◆ **Written task**
Quote verbatim the items running from the line containing "Each instance receives exactly one keypoint. Tag the elderly man" through the line containing "button-up shirt in this photo on that basis.", both included.

◆ **Data to use**
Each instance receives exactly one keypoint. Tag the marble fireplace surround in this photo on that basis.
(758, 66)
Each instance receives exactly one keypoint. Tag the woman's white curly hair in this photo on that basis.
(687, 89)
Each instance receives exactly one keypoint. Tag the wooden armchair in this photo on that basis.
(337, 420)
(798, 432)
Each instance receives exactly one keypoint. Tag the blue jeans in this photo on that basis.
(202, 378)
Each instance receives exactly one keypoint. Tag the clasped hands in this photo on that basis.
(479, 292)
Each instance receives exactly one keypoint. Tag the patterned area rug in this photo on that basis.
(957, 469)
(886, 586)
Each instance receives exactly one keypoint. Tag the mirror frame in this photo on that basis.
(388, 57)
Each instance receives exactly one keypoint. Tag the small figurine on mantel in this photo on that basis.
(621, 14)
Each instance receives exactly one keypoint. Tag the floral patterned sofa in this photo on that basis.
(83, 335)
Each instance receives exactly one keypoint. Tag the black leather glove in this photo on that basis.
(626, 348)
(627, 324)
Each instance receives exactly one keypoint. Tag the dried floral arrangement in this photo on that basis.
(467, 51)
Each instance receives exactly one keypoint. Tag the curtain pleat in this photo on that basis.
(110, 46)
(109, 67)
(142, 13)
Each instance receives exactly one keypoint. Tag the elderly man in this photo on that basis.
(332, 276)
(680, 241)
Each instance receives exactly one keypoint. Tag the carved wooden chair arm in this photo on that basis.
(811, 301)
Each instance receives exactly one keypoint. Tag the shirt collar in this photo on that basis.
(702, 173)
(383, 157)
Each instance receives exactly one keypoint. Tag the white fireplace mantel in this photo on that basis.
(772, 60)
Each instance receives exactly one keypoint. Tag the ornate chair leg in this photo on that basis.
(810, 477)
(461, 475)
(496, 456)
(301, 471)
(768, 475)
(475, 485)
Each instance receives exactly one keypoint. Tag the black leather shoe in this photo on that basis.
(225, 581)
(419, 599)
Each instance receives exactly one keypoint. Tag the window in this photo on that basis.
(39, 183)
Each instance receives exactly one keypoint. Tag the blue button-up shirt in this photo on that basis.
* * *
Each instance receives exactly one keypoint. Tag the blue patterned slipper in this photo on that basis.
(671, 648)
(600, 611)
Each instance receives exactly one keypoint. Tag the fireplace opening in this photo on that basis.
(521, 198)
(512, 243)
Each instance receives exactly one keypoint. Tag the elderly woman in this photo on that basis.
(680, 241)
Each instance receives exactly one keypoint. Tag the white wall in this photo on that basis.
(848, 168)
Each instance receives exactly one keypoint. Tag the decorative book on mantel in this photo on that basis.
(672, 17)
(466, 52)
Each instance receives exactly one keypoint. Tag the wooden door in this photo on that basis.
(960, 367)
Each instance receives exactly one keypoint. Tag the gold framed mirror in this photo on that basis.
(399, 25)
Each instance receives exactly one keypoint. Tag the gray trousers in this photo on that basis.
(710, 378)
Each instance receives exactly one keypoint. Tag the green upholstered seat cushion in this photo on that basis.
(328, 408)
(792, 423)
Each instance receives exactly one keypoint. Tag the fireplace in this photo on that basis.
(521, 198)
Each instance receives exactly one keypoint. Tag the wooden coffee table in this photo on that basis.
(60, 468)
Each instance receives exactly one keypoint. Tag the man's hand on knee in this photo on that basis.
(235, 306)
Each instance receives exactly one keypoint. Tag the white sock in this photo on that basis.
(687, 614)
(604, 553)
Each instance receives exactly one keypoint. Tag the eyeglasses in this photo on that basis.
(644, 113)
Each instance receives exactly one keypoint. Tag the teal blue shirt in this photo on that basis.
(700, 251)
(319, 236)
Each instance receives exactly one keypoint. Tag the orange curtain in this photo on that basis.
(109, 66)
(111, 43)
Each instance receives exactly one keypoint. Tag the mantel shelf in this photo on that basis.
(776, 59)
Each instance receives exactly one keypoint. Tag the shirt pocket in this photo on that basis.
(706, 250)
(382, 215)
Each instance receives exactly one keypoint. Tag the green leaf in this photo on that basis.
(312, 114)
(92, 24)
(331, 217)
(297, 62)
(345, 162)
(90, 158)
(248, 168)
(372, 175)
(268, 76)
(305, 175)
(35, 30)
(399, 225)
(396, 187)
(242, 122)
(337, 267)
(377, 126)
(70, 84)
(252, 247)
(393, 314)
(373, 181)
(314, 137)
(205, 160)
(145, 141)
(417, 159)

◆ **Response to the exercise**
Each instance receives exactly one keypoint. Tag the elderly man in this photo on that basis.
(332, 276)
(680, 241)
Each instance receives exactly one keypoint. Tag the carved wooden chair arm in this photo on that basis.
(811, 301)
Each instance receives exactly one keypoint. Tag the shirt collar in this photo on that basis.
(702, 173)
(383, 157)
Each instance receives exactly one keypoint. Tag the white fireplace mantel in this photo on that basis.
(772, 60)
Each instance receives exactly one keypoint. Tag the ornate chair leg in this photo on that basis.
(810, 477)
(461, 475)
(496, 456)
(301, 471)
(768, 475)
(475, 485)
Each instance receives exactly one keypoint. Tag the black leather shoe in this photo on that basis.
(225, 581)
(419, 599)
Each instance receives exactly one keypoint. Tag the window in this photo on that basis.
(39, 183)
Each instance receives exactly one keypoint. Tag the blue button-up shirt in this photo on that basis.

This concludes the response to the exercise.